### WHAT IS REQUIRED
For this exercise, transcribe all the records below exactly.
___ EXERCISE MATERIAL
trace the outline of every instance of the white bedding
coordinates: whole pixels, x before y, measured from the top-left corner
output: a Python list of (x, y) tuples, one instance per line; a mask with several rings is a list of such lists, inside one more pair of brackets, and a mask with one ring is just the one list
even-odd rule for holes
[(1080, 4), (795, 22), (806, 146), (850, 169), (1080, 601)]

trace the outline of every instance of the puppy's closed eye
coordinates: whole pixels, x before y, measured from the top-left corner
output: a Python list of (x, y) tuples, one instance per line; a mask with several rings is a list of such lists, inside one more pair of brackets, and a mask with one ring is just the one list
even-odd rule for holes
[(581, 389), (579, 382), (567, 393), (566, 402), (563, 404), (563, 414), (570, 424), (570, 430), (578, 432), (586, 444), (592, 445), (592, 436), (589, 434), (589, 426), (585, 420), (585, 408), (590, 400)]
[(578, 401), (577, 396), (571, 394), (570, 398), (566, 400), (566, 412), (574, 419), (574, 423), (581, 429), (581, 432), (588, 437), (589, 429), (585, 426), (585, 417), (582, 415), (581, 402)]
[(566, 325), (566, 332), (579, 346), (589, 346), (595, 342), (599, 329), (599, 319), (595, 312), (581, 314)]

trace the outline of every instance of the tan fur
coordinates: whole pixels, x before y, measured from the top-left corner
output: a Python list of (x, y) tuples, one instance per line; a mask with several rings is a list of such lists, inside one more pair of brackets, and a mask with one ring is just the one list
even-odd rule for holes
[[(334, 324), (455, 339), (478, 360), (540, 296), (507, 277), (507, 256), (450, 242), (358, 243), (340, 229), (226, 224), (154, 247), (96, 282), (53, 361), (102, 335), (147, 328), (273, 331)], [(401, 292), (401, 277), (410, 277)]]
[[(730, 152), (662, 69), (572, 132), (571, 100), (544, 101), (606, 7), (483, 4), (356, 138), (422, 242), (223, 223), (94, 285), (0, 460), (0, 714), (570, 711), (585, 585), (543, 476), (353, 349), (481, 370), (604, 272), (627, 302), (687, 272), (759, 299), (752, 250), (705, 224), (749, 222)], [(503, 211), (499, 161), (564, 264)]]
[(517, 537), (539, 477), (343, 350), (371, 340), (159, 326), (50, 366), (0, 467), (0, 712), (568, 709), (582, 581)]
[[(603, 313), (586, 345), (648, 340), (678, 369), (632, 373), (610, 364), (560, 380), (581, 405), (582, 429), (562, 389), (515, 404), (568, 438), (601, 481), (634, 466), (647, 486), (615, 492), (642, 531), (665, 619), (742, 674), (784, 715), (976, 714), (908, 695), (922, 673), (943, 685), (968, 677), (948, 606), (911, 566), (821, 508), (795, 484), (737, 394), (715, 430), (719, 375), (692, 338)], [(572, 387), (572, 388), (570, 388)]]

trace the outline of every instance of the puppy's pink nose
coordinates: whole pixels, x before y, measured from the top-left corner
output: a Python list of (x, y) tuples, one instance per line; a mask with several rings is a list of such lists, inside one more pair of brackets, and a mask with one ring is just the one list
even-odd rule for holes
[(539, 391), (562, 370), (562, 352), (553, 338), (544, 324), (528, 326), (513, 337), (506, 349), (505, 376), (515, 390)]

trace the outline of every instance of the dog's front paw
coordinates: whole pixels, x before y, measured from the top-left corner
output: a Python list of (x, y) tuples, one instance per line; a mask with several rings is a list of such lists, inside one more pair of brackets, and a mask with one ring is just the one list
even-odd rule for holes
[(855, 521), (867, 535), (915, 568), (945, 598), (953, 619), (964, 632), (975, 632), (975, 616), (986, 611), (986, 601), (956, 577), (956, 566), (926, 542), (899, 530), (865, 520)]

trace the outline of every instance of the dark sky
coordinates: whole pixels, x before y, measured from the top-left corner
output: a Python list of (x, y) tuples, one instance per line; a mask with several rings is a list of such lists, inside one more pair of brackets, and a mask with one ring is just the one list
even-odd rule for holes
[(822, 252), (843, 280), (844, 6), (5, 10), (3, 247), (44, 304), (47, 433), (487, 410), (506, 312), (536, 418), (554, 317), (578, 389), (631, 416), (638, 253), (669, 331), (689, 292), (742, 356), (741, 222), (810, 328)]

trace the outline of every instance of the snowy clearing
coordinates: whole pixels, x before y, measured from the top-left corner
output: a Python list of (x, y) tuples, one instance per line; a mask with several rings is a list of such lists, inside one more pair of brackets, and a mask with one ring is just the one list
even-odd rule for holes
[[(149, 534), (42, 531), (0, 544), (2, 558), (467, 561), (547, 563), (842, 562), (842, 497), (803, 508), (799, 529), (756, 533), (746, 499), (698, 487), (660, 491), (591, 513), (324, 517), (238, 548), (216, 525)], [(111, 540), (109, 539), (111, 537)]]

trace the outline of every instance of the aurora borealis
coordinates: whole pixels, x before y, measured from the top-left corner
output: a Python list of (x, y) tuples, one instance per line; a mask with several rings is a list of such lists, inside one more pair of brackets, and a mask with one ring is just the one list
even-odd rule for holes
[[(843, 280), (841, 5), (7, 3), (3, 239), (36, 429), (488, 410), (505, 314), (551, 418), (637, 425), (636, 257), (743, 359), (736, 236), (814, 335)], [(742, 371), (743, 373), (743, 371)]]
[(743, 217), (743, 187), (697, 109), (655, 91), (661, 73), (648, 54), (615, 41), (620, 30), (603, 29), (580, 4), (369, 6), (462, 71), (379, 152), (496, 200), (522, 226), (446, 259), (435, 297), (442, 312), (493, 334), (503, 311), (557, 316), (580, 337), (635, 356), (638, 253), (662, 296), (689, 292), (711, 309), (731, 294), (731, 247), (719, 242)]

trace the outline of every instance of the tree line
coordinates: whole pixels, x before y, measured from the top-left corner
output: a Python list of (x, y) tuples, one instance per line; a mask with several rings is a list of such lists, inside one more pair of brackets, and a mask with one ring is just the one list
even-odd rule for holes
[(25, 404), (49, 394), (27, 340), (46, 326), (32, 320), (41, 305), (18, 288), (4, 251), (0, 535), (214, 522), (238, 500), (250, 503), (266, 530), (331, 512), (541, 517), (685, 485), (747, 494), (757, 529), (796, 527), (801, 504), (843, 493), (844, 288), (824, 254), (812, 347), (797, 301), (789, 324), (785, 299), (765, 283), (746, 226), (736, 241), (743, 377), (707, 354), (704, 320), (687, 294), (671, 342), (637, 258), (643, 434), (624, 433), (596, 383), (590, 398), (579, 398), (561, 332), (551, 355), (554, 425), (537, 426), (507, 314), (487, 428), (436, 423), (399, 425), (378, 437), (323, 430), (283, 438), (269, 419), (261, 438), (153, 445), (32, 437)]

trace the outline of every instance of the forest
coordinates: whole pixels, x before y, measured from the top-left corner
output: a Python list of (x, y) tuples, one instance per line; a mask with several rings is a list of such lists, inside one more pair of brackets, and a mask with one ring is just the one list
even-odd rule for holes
______
### TASK SOLUTION
trace the outline of every instance of the white bedding
coordinates: whole pixels, x before y, measured from the top-left corner
output: a Python list of (x, y) tuples, one instance per line; a mask with several rings is a list of such lists, inside one more pair of brackets, and a mask with one ring is just the one list
even-odd rule for holes
[(1080, 4), (795, 22), (806, 146), (850, 169), (1080, 601)]

trace the outline of every instance of the puppy's closed eye
coordinates: whole pixels, x before y, measured from the top-left corner
output: a Python list of (x, y) tuples, one instance per line; a mask with several rings is a list of such lists, inside one more pair of brackets, and a mask with one ring is just the one list
even-odd rule for holes
[(581, 389), (579, 382), (567, 393), (566, 402), (563, 404), (563, 414), (570, 424), (570, 430), (578, 432), (586, 444), (592, 445), (592, 436), (589, 434), (589, 426), (585, 420), (585, 408), (590, 400)]
[(578, 401), (577, 396), (571, 394), (570, 398), (566, 400), (566, 412), (574, 419), (574, 423), (581, 429), (581, 432), (588, 437), (589, 429), (585, 426), (585, 417), (582, 415), (581, 402)]
[(566, 325), (566, 332), (579, 346), (589, 346), (595, 342), (599, 329), (599, 319), (595, 312), (581, 314)]

trace the outline of every instance of the tan fur
coordinates: whole pixels, x before y, measured from the top-left corner
output: a Python list of (x, y) tuples, one instance per line; a mask with several rings is a list of such lists, inside one more pair of brackets, and a mask with one ring is just the one list
even-odd rule for holes
[[(334, 324), (455, 339), (478, 360), (540, 296), (507, 277), (507, 256), (450, 242), (358, 243), (340, 229), (226, 224), (154, 247), (96, 282), (53, 361), (102, 335), (147, 328), (273, 331)], [(401, 292), (401, 277), (410, 277)]]
[[(730, 152), (662, 69), (572, 132), (571, 100), (544, 101), (606, 7), (483, 4), (356, 138), (422, 242), (223, 223), (94, 285), (0, 460), (0, 714), (570, 711), (585, 585), (543, 476), (353, 349), (481, 370), (604, 272), (627, 302), (687, 272), (759, 299), (752, 250), (705, 224), (749, 222)], [(503, 211), (499, 161), (564, 264)]]
[(517, 537), (539, 477), (343, 350), (371, 340), (159, 326), (50, 366), (0, 467), (0, 712), (568, 709), (582, 581)]
[[(603, 313), (586, 345), (648, 340), (678, 369), (632, 373), (610, 364), (560, 380), (581, 405), (582, 429), (562, 389), (515, 404), (568, 438), (601, 481), (634, 466), (647, 486), (615, 492), (642, 531), (665, 619), (742, 674), (784, 715), (976, 714), (908, 695), (922, 673), (943, 685), (968, 677), (948, 606), (911, 566), (821, 508), (795, 484), (737, 394), (715, 430), (719, 375), (692, 338)], [(572, 387), (572, 388), (570, 388)]]

trace the outline of every instance of the puppy's pink nose
coordinates: whole pixels, x before y, measured from the top-left corner
output: a Python list of (x, y) tuples, one instance per line; a mask with several rings is a list of such lists, inside one more pair of brackets, and a mask with one ring is just the one list
even-odd rule for holes
[(539, 391), (562, 370), (562, 352), (553, 338), (544, 324), (528, 326), (513, 337), (506, 349), (505, 376), (515, 390)]

trace the outline of every instance of the dog's front paw
coordinates: whole pixels, x before y, measured from the top-left corner
output: a Python list of (x, y) tuples, one instance per line; a mask with several rings is a list of such lists, inside one more pair of brackets, and a mask with one ring is just the one list
even-odd rule for holes
[(855, 521), (867, 535), (915, 568), (945, 598), (953, 619), (964, 632), (975, 632), (975, 616), (986, 611), (986, 601), (956, 577), (956, 566), (926, 542), (899, 530), (865, 520)]

trace the outline of every instance of the dark sky
coordinates: whole pixels, x before y, measured from the top-left corner
output: a Python list of (x, y) tuples, one instance per line; a mask with several rings is a list of such lists, inside one more pair of brackets, and a mask with one ring is just the one list
even-odd rule for holes
[(822, 252), (843, 280), (844, 6), (5, 10), (3, 247), (44, 304), (47, 433), (487, 410), (506, 312), (536, 418), (554, 317), (578, 389), (631, 416), (638, 253), (669, 331), (689, 292), (742, 356), (741, 222), (810, 328)]

trace the outline of every instance of the snowy clearing
coordinates: whole pixels, x before y, measured from the top-left corner
output: a Python list of (x, y) tuples, one instance per line; a mask with several rings is a list of such lists, inside one more pair of brackets, and a mask with one ring is just the one list
even-odd rule for holes
[[(149, 534), (42, 531), (0, 544), (2, 558), (467, 561), (547, 563), (842, 562), (842, 497), (803, 508), (799, 529), (756, 533), (746, 499), (698, 487), (660, 491), (591, 513), (324, 517), (238, 548), (216, 525)], [(111, 540), (109, 539), (111, 537)]]

trace the outline of every instance of the aurora borealis
coordinates: whole pixels, x before y, measured from the top-left corner
output: a Python list of (x, y) tuples, one instance per line; a mask with several rings is a list of such lists, inside one more pair of brackets, and a mask with one ring is just the one list
even-odd rule for holes
[[(843, 280), (841, 5), (7, 3), (3, 239), (36, 429), (488, 410), (505, 314), (551, 418), (637, 425), (636, 257), (743, 359), (736, 236), (814, 335)], [(742, 371), (743, 373), (743, 371)]]
[(743, 217), (743, 187), (697, 109), (655, 91), (661, 73), (648, 54), (615, 41), (620, 30), (603, 29), (580, 4), (369, 6), (462, 71), (379, 152), (496, 200), (522, 226), (446, 259), (435, 297), (442, 312), (493, 334), (503, 311), (557, 316), (580, 337), (635, 356), (638, 253), (662, 296), (689, 292), (711, 309), (731, 294), (731, 247), (719, 242)]

trace the outline of every instance of the tree line
coordinates: whole pixels, x before y, measured from the top-left corner
output: a Python list of (x, y) tuples, one instance per line; a mask with several rings is a list of such lists, inside one more pair of brackets, and a mask with one ring is just the one list
even-odd rule for holes
[(25, 404), (49, 394), (27, 340), (46, 326), (32, 320), (41, 305), (18, 288), (4, 251), (0, 535), (214, 522), (238, 500), (250, 503), (266, 530), (331, 512), (541, 517), (685, 485), (747, 494), (757, 529), (796, 527), (801, 504), (843, 493), (844, 288), (824, 254), (812, 347), (797, 301), (789, 324), (785, 299), (765, 283), (746, 226), (736, 241), (743, 377), (707, 354), (704, 320), (687, 294), (671, 342), (637, 258), (643, 434), (624, 433), (596, 383), (590, 398), (579, 398), (561, 332), (551, 355), (554, 425), (537, 426), (507, 314), (487, 428), (436, 423), (399, 425), (378, 437), (323, 430), (283, 438), (269, 419), (261, 438), (153, 445), (32, 437)]

trace the outline of every instance of the forest
coordinates: whole pixels, x before y, measured from the top-left corner
output: a Python list of (x, y) tuples, one instance per line; a mask with several rings is a list of such lists, inside one more pair of brackets, and a mask with one ring is just the one list
even-odd rule for holes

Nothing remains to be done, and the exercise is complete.